• [Fragment tekstu]:
********

Gun-Ronin

Temat na forum 'EU II - AARy' rozpoczęty przez Friedrich Aller, 21 Marzec 2006.

Status Tematu:
Zamknięty.
  1. Oto pierwszy (a właściwie zerowy) odcinek mojego AAR-a Japonią. Jest to tzw. pre-game post, czyli część wstępna, przed grą.

    Nie wiem dlaczego, jakiekolwiek wpiszę rozszerzenie pliku do załączenia, pisze, że to rozszerzenie jest niedostępne. Co wy na to? Plik jest w formacie PDF i nie mogę go przesłać, ani nawet tu skopiować!
     
  2. Tak jak obiecałem, jest całość części 1:

    ゲソロニソ
    Tajemniczy Ronin

    部一: キャク
    Część 1: Przybysz

    Nazywam się Muromito Kamanaga, choć większość ludzi zna mnie jako Mrocznego albo Tajemniczego Ronina . Członkowie mojego rodu od ponad czterystu lat stoją za plecami Szoguna, wielkiego Bakufu. Ja jestem ostatni, gdyż jestem już stary, a nie dochowałem się syna. Od pokoleń wszyscy nosimy to samo imię: Muromito, choć tylko my znamy to imię, to tajemnica naszej rodziny. Teraz ono przepadnie na wieki, gdyż nigdy nie zostało spisane w żadnej księdze, prócz tej. Jeśli jakiś Europejczyk kiedyś odkryje tę księgę, pozna tajemną historię Japonii od kiedy mój pierwszy przodek przybył na dwór Szoguna. Był to wspaniały pierwszy Muromito, pierwszy Tajemniczy Ronin. Oto kronika dziejów Japonii, pisana przez kolejne pokolenia mojego rodu.

********

• [Zebrany materiał]:

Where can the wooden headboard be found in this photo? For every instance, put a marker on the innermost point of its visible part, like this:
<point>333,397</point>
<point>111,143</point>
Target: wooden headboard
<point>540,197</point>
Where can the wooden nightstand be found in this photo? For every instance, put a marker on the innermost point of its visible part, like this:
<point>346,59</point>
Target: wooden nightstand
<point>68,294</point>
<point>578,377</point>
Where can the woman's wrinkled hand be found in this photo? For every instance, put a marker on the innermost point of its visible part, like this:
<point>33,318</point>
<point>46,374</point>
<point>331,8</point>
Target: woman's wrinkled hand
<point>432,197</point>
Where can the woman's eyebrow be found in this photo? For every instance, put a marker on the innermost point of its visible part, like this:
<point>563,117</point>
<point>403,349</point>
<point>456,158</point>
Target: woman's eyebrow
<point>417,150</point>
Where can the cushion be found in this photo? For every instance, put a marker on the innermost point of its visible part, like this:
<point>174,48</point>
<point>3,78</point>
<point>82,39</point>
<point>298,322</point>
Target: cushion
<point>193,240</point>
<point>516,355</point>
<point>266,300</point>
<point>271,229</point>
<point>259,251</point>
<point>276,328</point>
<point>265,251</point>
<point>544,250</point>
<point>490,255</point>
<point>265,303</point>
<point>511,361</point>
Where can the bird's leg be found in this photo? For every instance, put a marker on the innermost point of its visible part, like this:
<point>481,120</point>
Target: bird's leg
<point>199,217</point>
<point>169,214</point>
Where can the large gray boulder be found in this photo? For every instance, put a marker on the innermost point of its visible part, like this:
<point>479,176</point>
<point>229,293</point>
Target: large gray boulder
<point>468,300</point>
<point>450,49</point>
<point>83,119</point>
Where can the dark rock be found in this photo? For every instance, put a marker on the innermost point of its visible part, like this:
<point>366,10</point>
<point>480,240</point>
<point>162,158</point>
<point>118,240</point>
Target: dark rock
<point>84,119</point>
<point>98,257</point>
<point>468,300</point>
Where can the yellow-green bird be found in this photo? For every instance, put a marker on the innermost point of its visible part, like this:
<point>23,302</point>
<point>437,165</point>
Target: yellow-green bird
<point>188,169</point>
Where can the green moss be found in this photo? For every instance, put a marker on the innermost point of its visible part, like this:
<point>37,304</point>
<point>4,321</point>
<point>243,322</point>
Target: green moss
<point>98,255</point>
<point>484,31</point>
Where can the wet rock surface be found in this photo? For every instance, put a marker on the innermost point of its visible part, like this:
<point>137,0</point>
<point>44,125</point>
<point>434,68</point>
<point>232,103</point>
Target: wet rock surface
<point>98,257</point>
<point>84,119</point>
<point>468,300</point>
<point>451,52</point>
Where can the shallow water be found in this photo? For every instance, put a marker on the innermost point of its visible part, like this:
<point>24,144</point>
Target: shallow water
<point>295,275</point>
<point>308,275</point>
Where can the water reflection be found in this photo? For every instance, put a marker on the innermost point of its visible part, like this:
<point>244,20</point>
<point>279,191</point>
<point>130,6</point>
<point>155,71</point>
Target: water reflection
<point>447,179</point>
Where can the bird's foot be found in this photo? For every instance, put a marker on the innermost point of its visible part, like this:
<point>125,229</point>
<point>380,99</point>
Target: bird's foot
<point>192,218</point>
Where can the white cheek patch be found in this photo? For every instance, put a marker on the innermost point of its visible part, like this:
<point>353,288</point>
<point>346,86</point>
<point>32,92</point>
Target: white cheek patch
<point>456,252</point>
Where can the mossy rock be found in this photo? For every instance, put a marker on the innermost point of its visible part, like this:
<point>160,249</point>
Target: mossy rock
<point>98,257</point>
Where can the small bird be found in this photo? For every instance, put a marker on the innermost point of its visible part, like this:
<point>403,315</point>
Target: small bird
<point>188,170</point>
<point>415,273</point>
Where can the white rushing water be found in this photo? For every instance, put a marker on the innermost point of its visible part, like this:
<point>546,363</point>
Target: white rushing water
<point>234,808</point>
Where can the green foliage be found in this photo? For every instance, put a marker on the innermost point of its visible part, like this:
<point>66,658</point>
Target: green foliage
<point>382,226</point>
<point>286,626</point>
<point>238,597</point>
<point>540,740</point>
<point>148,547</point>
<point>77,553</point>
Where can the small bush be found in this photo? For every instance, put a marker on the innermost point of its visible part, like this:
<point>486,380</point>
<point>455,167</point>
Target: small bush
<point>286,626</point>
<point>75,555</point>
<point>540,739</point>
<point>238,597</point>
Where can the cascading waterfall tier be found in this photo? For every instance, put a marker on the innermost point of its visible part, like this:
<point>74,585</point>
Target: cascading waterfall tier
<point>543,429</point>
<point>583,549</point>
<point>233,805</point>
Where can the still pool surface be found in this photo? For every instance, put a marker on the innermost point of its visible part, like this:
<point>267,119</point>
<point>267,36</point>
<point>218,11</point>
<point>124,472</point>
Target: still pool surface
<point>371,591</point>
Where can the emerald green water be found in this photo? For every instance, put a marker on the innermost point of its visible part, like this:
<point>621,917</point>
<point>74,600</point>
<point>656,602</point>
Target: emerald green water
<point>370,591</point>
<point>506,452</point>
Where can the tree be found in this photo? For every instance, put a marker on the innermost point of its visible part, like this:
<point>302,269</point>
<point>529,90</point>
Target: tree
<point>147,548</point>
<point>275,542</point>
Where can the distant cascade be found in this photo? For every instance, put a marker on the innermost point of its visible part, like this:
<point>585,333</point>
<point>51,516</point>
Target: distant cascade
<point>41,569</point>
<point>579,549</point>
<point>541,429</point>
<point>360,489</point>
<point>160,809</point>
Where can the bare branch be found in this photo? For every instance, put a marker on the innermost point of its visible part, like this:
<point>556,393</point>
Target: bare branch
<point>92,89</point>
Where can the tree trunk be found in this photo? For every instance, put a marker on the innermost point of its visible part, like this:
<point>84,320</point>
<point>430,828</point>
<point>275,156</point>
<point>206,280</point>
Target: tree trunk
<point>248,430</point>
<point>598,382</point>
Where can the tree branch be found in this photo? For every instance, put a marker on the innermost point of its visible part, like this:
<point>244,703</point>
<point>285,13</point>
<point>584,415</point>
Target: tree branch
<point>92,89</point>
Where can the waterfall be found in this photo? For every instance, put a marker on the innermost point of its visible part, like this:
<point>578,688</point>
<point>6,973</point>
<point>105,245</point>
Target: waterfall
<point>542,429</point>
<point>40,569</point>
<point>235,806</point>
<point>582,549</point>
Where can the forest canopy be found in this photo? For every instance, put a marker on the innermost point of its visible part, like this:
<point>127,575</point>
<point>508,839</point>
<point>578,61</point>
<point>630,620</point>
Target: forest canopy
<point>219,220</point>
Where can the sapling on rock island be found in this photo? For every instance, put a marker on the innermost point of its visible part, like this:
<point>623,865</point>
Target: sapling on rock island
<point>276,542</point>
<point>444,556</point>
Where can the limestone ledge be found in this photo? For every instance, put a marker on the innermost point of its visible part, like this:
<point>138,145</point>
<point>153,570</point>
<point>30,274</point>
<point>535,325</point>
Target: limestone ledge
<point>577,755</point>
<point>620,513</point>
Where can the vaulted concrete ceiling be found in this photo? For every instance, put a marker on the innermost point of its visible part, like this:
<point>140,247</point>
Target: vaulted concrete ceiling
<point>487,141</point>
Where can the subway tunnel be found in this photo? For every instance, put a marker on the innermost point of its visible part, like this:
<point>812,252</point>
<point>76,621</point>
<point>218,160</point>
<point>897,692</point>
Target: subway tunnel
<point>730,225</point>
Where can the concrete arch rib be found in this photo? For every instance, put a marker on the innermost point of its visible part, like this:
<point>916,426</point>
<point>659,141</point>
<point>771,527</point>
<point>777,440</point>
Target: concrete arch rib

********

• [Do zrobienia]:
1. Od jak dawna, według opowieści o Tajemniczym Roninie, członkowie rodu Muromito stoją za plecami Szoguna?
2. Napisz dalszy ciąg opowieści o Tajemniczym Roninie, zaczynając po jej ostatnim zdaniu.

• [Odpowiedzi]:
1. Od ponad czterystu lat.

2.
    To był chłodny, październikowy dzień 1417 roku. Szogun przyjmował delegacje poszczególnych klanów składających mu dary jako znak swojej wierności. Gdy już tłumy tych wszystkich lizusów opuściły dom wielkiego Bakufu, przyszła pora na wieczorny ceremoniał picia herbaty. Bakufu wraz ze wszystkimi służącymi mu Samurajami i Gejszami zasiadł do tej jednej z najwspanialszych japońskich ceremonii. Oczywiście Bakufu siedział samotnie, sącząc boski napój po kropelce, rozmyślając nad minionym dniem. Wówczas Szogun usłyszał niecierpliwe pukanie do drzwi jego pokoju. Szogun nie cierpiał, gdy mu się przeszkadza, szczególnie w piciu herbaty. Zareagował nerwowo:
    -Kto śmie mi przeszkadzać?- Gdy drzwi się otworzyły, weszło przez nie trzech Samurajów. Wszyscy uklękli przed Szogunem z głębokim pokłonem, aż do ziemi. Nie podnosząc głowy jeden z nich oznajmił Bakufu:
    -Przybył do Waszej Regenckiej Mości gość!- Szogun nieco się uspokoił i odstawiając herbatę zapytał.
    -Któż to? Jakie jego imię?
    -Nie znamy jego imienia, oświecony. Nie raczył go wyjawić!- Szogun zamierzał zignorować tak niekulturalnego gościa.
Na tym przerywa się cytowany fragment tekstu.